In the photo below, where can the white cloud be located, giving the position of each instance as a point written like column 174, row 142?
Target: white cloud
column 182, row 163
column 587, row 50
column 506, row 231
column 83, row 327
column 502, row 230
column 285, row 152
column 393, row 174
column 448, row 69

WHAT THE TASK REQUIRES. Each entry must be reproduced verbatim.

WRITTEN ANSWER.
In the photo below, where can the white cloud be located, giving the position of each instance as a point written like column 174, row 142?
Target: white cloud
column 182, row 163
column 587, row 50
column 506, row 231
column 83, row 327
column 502, row 230
column 285, row 152
column 393, row 174
column 448, row 69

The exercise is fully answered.